GIVEN EXERCISE.
Please arrange every line of the listing below as a Markdown table with two columns, Row and Line. Number the rows and leave out any blank lines.

Raw records
☆ ☆ ☆
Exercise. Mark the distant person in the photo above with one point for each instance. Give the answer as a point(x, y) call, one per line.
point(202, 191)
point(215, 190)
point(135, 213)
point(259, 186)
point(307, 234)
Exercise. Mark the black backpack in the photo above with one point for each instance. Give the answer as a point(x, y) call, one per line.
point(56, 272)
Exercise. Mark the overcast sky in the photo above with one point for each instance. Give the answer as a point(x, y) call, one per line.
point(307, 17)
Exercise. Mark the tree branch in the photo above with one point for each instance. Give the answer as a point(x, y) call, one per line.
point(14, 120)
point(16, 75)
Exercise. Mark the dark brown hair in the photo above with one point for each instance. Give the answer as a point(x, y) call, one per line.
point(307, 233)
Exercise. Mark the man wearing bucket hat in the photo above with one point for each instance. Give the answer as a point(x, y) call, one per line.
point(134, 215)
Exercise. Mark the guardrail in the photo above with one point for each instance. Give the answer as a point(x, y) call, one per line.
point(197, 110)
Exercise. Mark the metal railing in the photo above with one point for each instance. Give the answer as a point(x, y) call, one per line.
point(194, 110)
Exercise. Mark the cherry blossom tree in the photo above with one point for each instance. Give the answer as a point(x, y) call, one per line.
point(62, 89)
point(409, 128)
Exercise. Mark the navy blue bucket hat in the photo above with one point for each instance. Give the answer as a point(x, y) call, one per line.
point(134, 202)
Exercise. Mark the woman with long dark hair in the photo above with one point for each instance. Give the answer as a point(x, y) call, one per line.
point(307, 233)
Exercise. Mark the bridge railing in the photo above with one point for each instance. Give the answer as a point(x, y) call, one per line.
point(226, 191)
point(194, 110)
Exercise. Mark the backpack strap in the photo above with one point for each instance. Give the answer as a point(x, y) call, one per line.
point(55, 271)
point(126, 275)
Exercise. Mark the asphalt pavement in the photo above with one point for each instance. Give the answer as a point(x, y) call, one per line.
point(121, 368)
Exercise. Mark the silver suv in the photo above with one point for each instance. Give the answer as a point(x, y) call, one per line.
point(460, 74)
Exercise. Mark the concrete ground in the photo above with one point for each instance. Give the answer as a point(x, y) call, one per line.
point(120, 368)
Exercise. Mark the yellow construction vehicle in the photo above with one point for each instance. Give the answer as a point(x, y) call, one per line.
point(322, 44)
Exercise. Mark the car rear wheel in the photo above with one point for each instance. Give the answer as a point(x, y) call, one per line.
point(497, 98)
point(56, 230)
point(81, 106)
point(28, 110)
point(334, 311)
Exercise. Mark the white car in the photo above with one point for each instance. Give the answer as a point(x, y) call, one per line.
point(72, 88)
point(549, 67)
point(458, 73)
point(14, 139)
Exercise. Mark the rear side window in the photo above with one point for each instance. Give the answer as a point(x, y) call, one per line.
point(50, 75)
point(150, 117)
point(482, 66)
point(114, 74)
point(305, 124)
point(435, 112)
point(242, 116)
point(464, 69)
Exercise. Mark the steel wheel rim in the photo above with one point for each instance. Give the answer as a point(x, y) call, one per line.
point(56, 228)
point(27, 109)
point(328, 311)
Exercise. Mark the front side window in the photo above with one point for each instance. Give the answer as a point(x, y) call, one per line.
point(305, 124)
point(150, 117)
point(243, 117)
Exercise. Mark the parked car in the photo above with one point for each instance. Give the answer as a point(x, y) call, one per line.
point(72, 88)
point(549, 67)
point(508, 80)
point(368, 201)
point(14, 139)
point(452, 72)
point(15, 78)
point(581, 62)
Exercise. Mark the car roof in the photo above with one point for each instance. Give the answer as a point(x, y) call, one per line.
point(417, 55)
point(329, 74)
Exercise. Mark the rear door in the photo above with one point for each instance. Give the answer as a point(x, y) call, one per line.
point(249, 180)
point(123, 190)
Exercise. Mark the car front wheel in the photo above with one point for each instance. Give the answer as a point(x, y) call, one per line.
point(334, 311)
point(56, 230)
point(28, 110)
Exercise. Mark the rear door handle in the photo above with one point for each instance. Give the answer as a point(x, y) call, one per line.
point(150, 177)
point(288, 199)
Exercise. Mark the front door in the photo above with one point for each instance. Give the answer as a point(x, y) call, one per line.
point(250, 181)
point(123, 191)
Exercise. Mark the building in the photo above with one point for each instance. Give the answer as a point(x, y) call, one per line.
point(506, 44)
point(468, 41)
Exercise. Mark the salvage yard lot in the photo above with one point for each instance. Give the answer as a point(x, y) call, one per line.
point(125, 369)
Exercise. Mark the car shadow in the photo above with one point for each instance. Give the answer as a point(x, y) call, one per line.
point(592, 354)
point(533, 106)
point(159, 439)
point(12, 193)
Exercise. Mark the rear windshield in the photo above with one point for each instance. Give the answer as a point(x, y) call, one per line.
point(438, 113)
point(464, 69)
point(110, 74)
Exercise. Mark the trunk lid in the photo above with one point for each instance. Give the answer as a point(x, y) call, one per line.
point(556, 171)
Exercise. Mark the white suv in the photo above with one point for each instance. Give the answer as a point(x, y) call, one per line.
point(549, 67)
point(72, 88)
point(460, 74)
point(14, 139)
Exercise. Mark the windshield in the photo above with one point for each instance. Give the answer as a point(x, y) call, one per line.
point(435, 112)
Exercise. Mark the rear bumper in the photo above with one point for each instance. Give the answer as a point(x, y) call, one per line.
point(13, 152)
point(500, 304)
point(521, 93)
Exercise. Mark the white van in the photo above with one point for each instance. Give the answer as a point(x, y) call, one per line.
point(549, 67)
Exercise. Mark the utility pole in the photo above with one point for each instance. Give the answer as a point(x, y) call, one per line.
☆ ☆ ☆
SOLVED EXERCISE.
| Row | Line |
|---|---|
| 1 | Exercise. Mark the distant person in the photo above with one point for each instance. Give the answer as a point(x, y) call, one per line. |
| 2 | point(202, 191) |
| 3 | point(215, 190) |
| 4 | point(135, 213) |
| 5 | point(259, 186) |
| 6 | point(307, 234) |
| 7 | Exercise. Mark the black backpack in the photo above with one point for each instance. Give the answer as a point(x, y) call, one per line. |
| 8 | point(56, 272) |
| 9 | Exercise. Mark the overcast sky in the photo above with one point for each instance. Give the answer as a point(x, y) call, one per line. |
| 10 | point(307, 17) |
| 11 | Exercise. Mark the tree branch in the photo above with one point for each instance. Give the answer as a point(x, y) call, one per line. |
| 12 | point(14, 120) |
| 13 | point(16, 75) |
| 14 | Exercise. Mark the dark brown hair in the photo above with one point for each instance. Give the answer as a point(x, y) call, one per line. |
| 15 | point(307, 233) |
| 16 | Exercise. Mark the man wearing bucket hat in the photo above with one point for each instance. Give the answer as a point(x, y) call, one per line. |
| 17 | point(134, 215) |
| 18 | Exercise. Mark the guardrail in the photo above with one point for each instance. Give the answer as a point(x, y) call, one per line. |
| 19 | point(197, 110) |
| 20 | Exercise. Mark the metal railing in the photo above with one point for each instance. Give the answer as a point(x, y) call, one per line. |
| 21 | point(194, 110) |
| 22 | Exercise. Mark the cherry blossom tree in the photo above with one point for each instance. Give the answer as a point(x, y) call, one per line. |
| 23 | point(62, 89) |
| 24 | point(409, 128) |
| 25 | Exercise. Mark the navy blue bucket hat in the photo above with one point for each instance. Give the answer as a point(x, y) call, one per line. |
| 26 | point(134, 202) |
| 27 | Exercise. Mark the woman with long dark hair in the photo above with one point for each instance. Give the answer as a point(x, y) call, one per line. |
| 28 | point(307, 233) |
| 29 | Exercise. Mark the bridge railing in the photo above with one point for each instance. Give the answer as a point(x, y) call, one per line. |
| 30 | point(226, 191) |
| 31 | point(194, 110) |
| 32 | Exercise. Mark the backpack strap in the photo above with one point for each instance. Give the answer as a point(x, y) call, one per line. |
| 33 | point(55, 271) |
| 34 | point(126, 275) |
| 35 | Exercise. Mark the asphalt pavement in the photo above with one point for each instance. Give the answer as a point(x, y) call, one per line. |
| 36 | point(121, 368) |
| 37 | Exercise. Mark the silver suv in the photo above with one point for each instance. Give the answer as a point(x, y) call, one per line. |
| 38 | point(460, 74) |
| 39 | Exercise. Mark the concrete ground in the photo above with one point for each instance. Give the answer as a point(x, y) call, one per line. |
| 40 | point(120, 368) |
| 41 | Exercise. Mark the yellow construction vehicle in the photo above with one point for each instance. Give the answer as a point(x, y) call, one per line. |
| 42 | point(322, 44) |
| 43 | Exercise. Mark the car rear wheel in the photo above with one point for each instance. Give the answer as a point(x, y) call, one per line. |
| 44 | point(497, 98) |
| 45 | point(56, 230) |
| 46 | point(81, 106) |
| 47 | point(28, 110) |
| 48 | point(334, 311) |
| 49 | Exercise. Mark the white car in the photo above with one point for each instance. Give the answer as a point(x, y) call, one per line. |
| 50 | point(72, 88) |
| 51 | point(549, 67) |
| 52 | point(458, 73) |
| 53 | point(14, 139) |
| 54 | Exercise. Mark the rear side window in the photo above with one point for each instance. Give the answer as a point(x, y) call, one per line. |
| 55 | point(50, 75) |
| 56 | point(150, 117) |
| 57 | point(482, 66) |
| 58 | point(114, 74) |
| 59 | point(305, 124) |
| 60 | point(435, 112) |
| 61 | point(242, 116) |
| 62 | point(464, 69) |
| 63 | Exercise. Mark the steel wheel rim in the photo above with one point for each instance. Give the answer as a point(x, y) call, one per line. |
| 64 | point(56, 228) |
| 65 | point(27, 109) |
| 66 | point(328, 311) |
| 67 | Exercise. Mark the front side window in the photo above with one point for each instance. Give the answer as a point(x, y) call, one per line. |
| 68 | point(305, 124) |
| 69 | point(150, 117) |
| 70 | point(243, 117) |
| 71 | Exercise. Mark the parked car in the photo above with one point for each instance. Give the answer as a point(x, y) call, one per line. |
| 72 | point(72, 88) |
| 73 | point(549, 67) |
| 74 | point(508, 80) |
| 75 | point(368, 201) |
| 76 | point(14, 139) |
| 77 | point(452, 72) |
| 78 | point(15, 78) |
| 79 | point(581, 62) |
| 80 | Exercise. Mark the car roof in the photo above with one point for each instance. Give the answer as a point(x, y) call, one per line. |
| 81 | point(417, 55) |
| 82 | point(329, 74) |
| 83 | Exercise. Mark the rear door in the photo above with one point for each instance. Give the answer as a point(x, y) call, one per line. |
| 84 | point(249, 180) |
| 85 | point(123, 190) |
| 86 | Exercise. Mark the car front wheel in the photo above with one point for each instance. Give the answer as a point(x, y) call, one per line. |
| 87 | point(334, 311) |
| 88 | point(56, 230) |
| 89 | point(28, 110) |
| 90 | Exercise. Mark the rear door handle in the photo above with one point for each instance. Give the answer as a point(x, y) call, one per line. |
| 91 | point(150, 177) |
| 92 | point(288, 199) |
| 93 | Exercise. Mark the front door in the photo above with one point for each instance. Give the answer as a point(x, y) call, one per line. |
| 94 | point(250, 181) |
| 95 | point(123, 191) |
| 96 | Exercise. Mark the building in the photo above with one point for each instance. Give the answer as a point(x, y) call, one per line. |
| 97 | point(506, 44) |
| 98 | point(468, 41) |
| 99 | Exercise. Mark the salvage yard lot in the photo above with one point for each instance. Give the answer as a point(x, y) call, one per line. |
| 100 | point(125, 369) |
| 101 | Exercise. Mark the car shadow in the photo above with one point for each instance. Give the answer as a point(x, y) call, one per line. |
| 102 | point(592, 354) |
| 103 | point(533, 106) |
| 104 | point(159, 439) |
| 105 | point(12, 193) |
| 106 | Exercise. Mark the rear windshield in the photo above with one point for each instance. Give the answer as a point(x, y) call, one per line. |
| 107 | point(438, 113) |
| 108 | point(464, 69) |
| 109 | point(110, 74) |
| 110 | Exercise. Mark the trunk lid in the photo above with one point for each instance. Give the answer as a point(x, y) call, one per line. |
| 111 | point(556, 171) |
| 112 | Exercise. Mark the white suv in the photo above with one point for each instance. Give the answer as a point(x, y) call, one per line. |
| 113 | point(549, 67) |
| 114 | point(72, 88) |
| 115 | point(460, 74) |
| 116 | point(14, 139) |
| 117 | Exercise. Mark the windshield in the photo above with one point for each instance. Give the answer as a point(x, y) call, one per line. |
| 118 | point(435, 112) |
| 119 | Exercise. Mark the rear bumper in the photo above with one point for each instance. Give the answer as a point(x, y) call, one per line. |
| 120 | point(13, 152) |
| 121 | point(500, 304) |
| 122 | point(521, 93) |
| 123 | Exercise. Mark the white van in the photo above with one point for each instance. Give the answer as a point(x, y) call, one per line. |
| 124 | point(549, 67) |
| 125 | Exercise. Mark the utility pole in the photo above with one point for each instance. Give the answer as a point(x, y) call, one per line. |